医学博士 三島 渉(横浜弘明寺呼吸器内科・内科クリニック理事長)
最終更新日 2023年10月13日
長引く咳

咳の原因で多いのは、風邪やインフルエンザなどの感染症です。

タバコの煙を吸ってしまった時や激しい運動をした時などにも咳が出ることがありますが、しばらくすると自然に治まることが多いのであまり心配はないでしょう。

しかし、2週間以上咳が続く場合は何らかの病気が隠れている場合があるので、軽く考えたり、そのうち治るだろうと放っておいたりするのはとても危険です。

この記事では、咳が長引いている時に疑われる病気を紹介し、何科を受診すればいいのか判断する際の目安をお伝えします。

1.咳が2週間以上続く病気とは

咳が2週間以上続く病気には、マイコプラズマ肺炎やアトピー性咳嗽など呼吸器の感染症のほか、気管支喘息や咳喘息、COPD(慢性閉塞性肺疾患)のような呼吸器の病気、アレルギー性鼻炎や副鼻腔炎など鼻の病気が考えられます。
2週間
その他、逆流性食道炎や心不全、薬の副作用などさまざまな原因が考えられるので、病院では問診のほか、採血やレントゲン検査、呼吸機能検査などを経て、咳の原因を見極めます。

◆「咳が止まらない原因」について>>

2.咳の種類と見分けるポイント

咳の種類は、痰の有無やどのくらいの期間続いているかによって分けられます。そして、咳の種類によって、疑われる病気も異なります。
咳の種類

2-1.乾いた咳と湿った咳

痰がからんでいない咳は、「コンコン」「ケンケン」という感じの乾いた音がします。このような音の咳は、マイコプラズマ肺炎、アトピー咳嗽、クループ症候群などの時に出ます。タバコを吸う習慣がある人も、乾いた音の咳をすることがあります。

痰がからんでいる咳は、「ゴホンゴホン」「ゲホゲホ」というような濁った音がします。このような音の咳は、風邪やインフルエンザ、気管支喘息、副鼻腔炎などの病気でよく見られる症状です。

◆「喘息の症状・検査・治療の基本情報」>>

2-2.急性の咳と慢性の咳

風邪やインフルエンザ、気管支炎などの病気で出る咳は、1~2週間程度でおさまるのが普通です。それ以上長引く時は、別の病気が原因だと考えられます。

—————

**指示 A**.
次の記述(i)〜(iii)が抜粋の内容と合っているかをそれぞれ「はい」か「いいえ」で答え、判断の決め手となる抜粋の語句をそのまま引用してください。
(i) 痰がからんでいる咳は、濁った音がする。
(ii) 風邪で出る咳は、4週間程度でおさまるのが普通である。
(iii) タバコを吸う習慣がある人は、乾いた音の咳をすることがある。
**指示 B**.
抜粋のうち、「この記事では、咳が長引いてい」から始まり「種類によって、疑われる病気も異なります。」で終わる部分を一字一句変えずに書き写してください。
このあとの行は参照しなくてかまいません。

—————

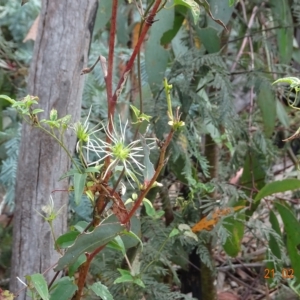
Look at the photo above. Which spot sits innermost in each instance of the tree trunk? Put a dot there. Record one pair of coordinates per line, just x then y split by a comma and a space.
60, 53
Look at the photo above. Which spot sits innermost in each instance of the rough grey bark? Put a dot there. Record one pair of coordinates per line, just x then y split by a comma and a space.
60, 53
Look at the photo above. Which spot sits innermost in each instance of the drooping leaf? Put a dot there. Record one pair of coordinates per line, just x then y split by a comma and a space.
192, 5
207, 223
149, 171
267, 104
40, 285
279, 186
67, 239
63, 289
74, 267
274, 247
132, 238
156, 57
281, 10
79, 183
292, 229
101, 290
236, 228
88, 242
219, 12
209, 38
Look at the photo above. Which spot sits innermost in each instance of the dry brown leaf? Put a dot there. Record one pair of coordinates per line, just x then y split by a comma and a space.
208, 224
32, 33
228, 296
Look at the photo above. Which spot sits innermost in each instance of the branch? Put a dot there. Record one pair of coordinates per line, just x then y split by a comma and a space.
148, 22
160, 165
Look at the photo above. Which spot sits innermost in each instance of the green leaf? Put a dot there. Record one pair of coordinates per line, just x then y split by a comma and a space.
132, 238
79, 184
292, 229
40, 285
101, 290
69, 173
273, 242
81, 225
37, 110
219, 12
12, 101
292, 81
149, 171
174, 232
67, 239
63, 289
92, 170
193, 6
156, 57
127, 277
267, 104
103, 14
280, 186
281, 10
274, 247
170, 34
88, 242
117, 244
209, 37
282, 115
236, 228
74, 267
150, 211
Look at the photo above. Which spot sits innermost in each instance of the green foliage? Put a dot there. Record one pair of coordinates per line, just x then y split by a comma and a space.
138, 257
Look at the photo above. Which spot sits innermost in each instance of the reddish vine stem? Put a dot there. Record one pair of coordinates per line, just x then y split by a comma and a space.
84, 270
148, 22
160, 165
112, 34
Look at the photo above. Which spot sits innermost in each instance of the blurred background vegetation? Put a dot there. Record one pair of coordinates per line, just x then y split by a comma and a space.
236, 121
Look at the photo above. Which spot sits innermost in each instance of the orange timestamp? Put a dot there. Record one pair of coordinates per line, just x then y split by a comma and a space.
285, 273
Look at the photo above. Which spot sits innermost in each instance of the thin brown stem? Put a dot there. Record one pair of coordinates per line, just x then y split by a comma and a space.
160, 165
113, 25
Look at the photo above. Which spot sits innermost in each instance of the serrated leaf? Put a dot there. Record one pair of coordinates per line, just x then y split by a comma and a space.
63, 289
101, 290
88, 242
40, 285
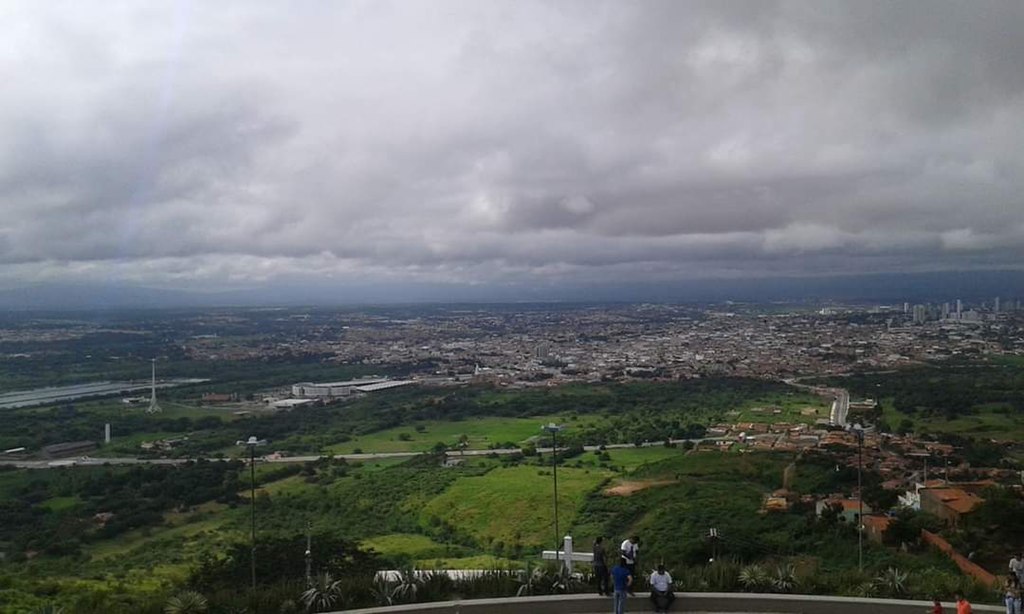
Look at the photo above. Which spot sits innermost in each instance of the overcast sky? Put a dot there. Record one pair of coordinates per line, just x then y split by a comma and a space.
213, 144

—————

**実行結果 A**.
(i) はい。『痰がからんでいる咳は、「ゴホンゴホン」「ゲホゲホ」というような濁った音がします。』
(ii) いいえ。『風邪やインフルエンザ、気管支炎などの病気で出る咳は、1~2週間程度でおさまるのが普通です。』
(iii) はい。『タバコを吸う習慣がある人も、乾いた音の咳をすることがあります。』

**実行結果 B**.
この記事では、咳が長引いている時に疑われる病気を紹介し、何科を受診すればいいのか判断する際の目安をお伝えします。

1.咳が2週間以上続く病気とは

咳が2週間以上続く病気には、マイコプラズマ肺炎やアトピー性咳嗽など呼吸器の感染症のほか、気管支喘息や咳喘息、COPD(慢性閉塞性肺疾患)のような呼吸器の病気、アレルギー性鼻炎や副鼻腔炎など鼻の病気が考えられます。
2週間
その他、逆流性食道炎や心不全、薬の副作用などさまざまな原因が考えられるので、病院では問診のほか、採血やレントゲン検査、呼吸機能検査などを経て、咳の原因を見極めます。

◆「咳が止まらない原因」について>>

2.咳の種類と見分けるポイント

咳の種類は、痰の有無やどのくらいの期間続いているかによって分けられます。そして、咳の種類によって、疑われる病気も異なります。